====== Vorliegender Text

Die deutschen niedergelassenen Ärzte stehen telemedizinischen Lösungen weitaus offener gegenüber als dies der seit einigen Jahren schwelende Streit um die elektronische Gesundheitskarte eCard vermuten lässt. Dies geht aus einer Umfrage hervor, die der Verband Deutscher Arztinformationssystemhersteller und Provider e.V. (VDAP) bei 440 hausärztlich tätigen Praktikern, Internisten, Pädiatern und Gynäkologen durchgeführt hat. Danach erwarten knapp mehr als die Hälfte der Befragten (52,5 Prozent) durch die Telematik Vorteile für ihre persönliche Praxissituation. Besonders gute Schulnoten bekamen dabei elektronische Notfalldaten (2,25), der elektronische Arztbrief (2,75) und die Arzneimittetherapiesicherheit (2,83). Allerdings sehen die niedergelassenen Ärztinnen und Ärzte auch ein großes Konfliktpotenzial. 80,2 Prozent der Befragten sahen in Zusammenhang mit der Telematik Probleme mit dem Datenschutz. 92,3 Prozent erwarten, dass ihnen durch Telematikanwendungen laufende Aufwendungen und Kosten entstehen.


„Die Ergebnisse dieser Umfrage decken sich weitgehend mit den Erfahrungen, die unsere Mitgliedsunternehmen tagtäglich in den Arztpraxen machen“, erklärte der VDAP-Vorsitzende Lars Hübner bei der Vorstellung der Ergebnisse in Berlin. „Ärzte sind nicht etwa technikfeindlich. Sie legen aber großen Wert darauf, dass neue Anwendungen praxistauglich sind und das Arztgeheimnis in vollem Umfang gewährleistet wird.“ Bereits heute nutzen 115.000 Ärzte die modernen Arztinformationssysteme und sicheren Providerdienste der VDAP-Mitgliedsunternehmen. In den Systemen werden rund 50 Millionen elektronische Patientenakten geführt. „Wenn man die starren Sektorengrenzen im Gesundheitswesen überwinden will, um vorhandene Effizienzreserven zu heben, geht kein Weg an der Telematik vorbei“, erklärte Hübner. Hier sei aber mit der Diskussion um die eCard Porzellan zerschlagen worden.

============

Übungsaufgaben ▸
a: Wie viele Ärztinnen und Ärzte hat der VDAP laut dem Text über die Ärzteumfrage befragt, und welchen Fachrichtungen gehören sie an?
b: Prüfe, ob die folgenden Aussagen mit dem Text über die Ärzteumfrage übereinstimmen. Antworte jeweils mit Ja oder Nein und zitiere die entscheidenden Worte wörtlich.
(i) Mehr als 90 Prozent der Befragten rechnen mit laufenden Kosten durch Telematikanwendungen.
(ii) Der elektronische Arztbrief erhielt die beste Schulnote.
(iii) Lars Hübner stellte die Ergebnisse in München vor.
c: Fasse den Text über die Ärzteumfrage in zwei Sätzen zusammen.
Die anschließenden Zeilen sind eigenständiges Material und gehören nicht zum Text.

====== Beigefügtes Material

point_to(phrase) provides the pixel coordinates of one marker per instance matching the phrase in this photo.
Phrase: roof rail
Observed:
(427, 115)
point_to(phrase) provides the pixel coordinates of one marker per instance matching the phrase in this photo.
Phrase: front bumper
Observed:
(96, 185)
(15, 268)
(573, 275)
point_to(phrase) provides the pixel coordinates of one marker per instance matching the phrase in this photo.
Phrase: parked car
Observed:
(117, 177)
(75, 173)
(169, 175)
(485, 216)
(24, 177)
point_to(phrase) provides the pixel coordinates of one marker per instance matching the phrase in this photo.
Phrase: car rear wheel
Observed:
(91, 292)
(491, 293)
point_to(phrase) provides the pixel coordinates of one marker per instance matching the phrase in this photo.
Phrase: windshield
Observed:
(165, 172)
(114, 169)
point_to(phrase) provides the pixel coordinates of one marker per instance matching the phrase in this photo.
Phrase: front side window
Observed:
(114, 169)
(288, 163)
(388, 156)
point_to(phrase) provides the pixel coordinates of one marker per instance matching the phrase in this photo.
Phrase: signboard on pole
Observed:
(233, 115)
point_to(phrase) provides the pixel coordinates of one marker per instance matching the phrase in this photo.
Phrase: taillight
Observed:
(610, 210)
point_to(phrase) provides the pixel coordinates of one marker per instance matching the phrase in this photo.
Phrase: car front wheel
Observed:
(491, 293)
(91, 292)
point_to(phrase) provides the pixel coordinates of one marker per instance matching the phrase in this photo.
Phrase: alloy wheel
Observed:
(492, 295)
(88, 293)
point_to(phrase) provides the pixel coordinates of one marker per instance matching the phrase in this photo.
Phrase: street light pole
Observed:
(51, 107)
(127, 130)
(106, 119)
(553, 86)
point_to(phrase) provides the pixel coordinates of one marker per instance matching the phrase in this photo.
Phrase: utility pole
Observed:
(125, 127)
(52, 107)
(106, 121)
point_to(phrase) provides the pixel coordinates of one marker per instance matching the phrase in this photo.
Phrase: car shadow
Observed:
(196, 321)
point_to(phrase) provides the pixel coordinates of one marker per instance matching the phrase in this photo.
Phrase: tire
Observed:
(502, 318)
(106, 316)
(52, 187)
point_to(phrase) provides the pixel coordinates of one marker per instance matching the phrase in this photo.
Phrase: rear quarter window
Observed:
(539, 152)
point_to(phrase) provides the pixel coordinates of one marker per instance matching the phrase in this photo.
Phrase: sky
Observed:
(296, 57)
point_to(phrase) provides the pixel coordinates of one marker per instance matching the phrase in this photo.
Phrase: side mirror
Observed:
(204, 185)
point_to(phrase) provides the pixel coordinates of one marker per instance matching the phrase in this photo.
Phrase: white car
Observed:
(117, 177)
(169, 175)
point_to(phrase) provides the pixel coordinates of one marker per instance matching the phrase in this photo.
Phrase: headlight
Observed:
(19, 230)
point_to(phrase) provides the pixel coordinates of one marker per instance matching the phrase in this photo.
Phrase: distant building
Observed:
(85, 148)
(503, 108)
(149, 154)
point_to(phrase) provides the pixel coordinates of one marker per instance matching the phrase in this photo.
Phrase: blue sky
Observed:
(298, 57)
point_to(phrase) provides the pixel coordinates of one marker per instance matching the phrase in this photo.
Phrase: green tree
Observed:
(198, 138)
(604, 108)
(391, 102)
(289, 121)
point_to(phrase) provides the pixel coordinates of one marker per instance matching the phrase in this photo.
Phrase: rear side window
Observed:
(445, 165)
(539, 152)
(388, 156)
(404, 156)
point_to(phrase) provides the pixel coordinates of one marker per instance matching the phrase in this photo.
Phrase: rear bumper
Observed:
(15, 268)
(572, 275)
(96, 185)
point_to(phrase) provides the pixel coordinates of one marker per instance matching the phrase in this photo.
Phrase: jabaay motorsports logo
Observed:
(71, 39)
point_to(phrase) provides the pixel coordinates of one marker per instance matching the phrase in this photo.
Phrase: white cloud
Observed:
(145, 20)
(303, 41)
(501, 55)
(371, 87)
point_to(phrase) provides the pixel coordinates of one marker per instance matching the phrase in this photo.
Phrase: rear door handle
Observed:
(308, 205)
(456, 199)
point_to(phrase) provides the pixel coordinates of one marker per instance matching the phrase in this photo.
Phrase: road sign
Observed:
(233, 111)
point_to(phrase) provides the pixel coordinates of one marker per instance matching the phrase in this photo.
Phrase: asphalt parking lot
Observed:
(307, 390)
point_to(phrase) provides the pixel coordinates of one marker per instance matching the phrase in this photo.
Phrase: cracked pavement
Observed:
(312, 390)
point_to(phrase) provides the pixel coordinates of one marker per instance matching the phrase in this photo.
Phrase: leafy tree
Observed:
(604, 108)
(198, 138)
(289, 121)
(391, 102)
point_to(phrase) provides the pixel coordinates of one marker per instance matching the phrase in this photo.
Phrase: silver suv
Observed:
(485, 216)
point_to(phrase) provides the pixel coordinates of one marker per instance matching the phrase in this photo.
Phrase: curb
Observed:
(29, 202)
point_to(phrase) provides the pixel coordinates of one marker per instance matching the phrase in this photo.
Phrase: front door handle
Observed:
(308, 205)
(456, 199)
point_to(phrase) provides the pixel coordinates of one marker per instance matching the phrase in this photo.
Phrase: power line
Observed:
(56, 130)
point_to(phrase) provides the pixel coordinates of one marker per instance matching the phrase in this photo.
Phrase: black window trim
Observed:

============

Lösungen ▸
a: 440 hausärztlich tätige Praktiker, Internisten, Pädiater und Gynäkologen.

b:
(i) Ja: „92,3 Prozent erwarten, dass ihnen durch Telematikanwendungen laufende Aufwendungen und Kosten entstehen.“
(ii) Nein: „elektronische Notfalldaten (2,25), der elektronische Arztbrief (2,75)“
(iii) Nein: „bei der Vorstellung der Ergebnisse in Berlin“

c: Laut einer VDAP-Umfrage unter 440 niedergelassenen Ärzten erwartet gut die Hälfte Vorteile durch die Telematik, doch die große Mehrheit befürchtet Probleme mit dem Datenschutz und laufende Kosten. Der VDAP-Vorsitzende Lars Hübner betont, Ärzte seien nicht technikfeindlich, legten aber großen Wert auf Praxistauglichkeit und das Arztgeheimnis, und sieht in der Telematik den einzigen Weg, die starren Sektorengrenzen im Gesundheitswesen zu überwinden.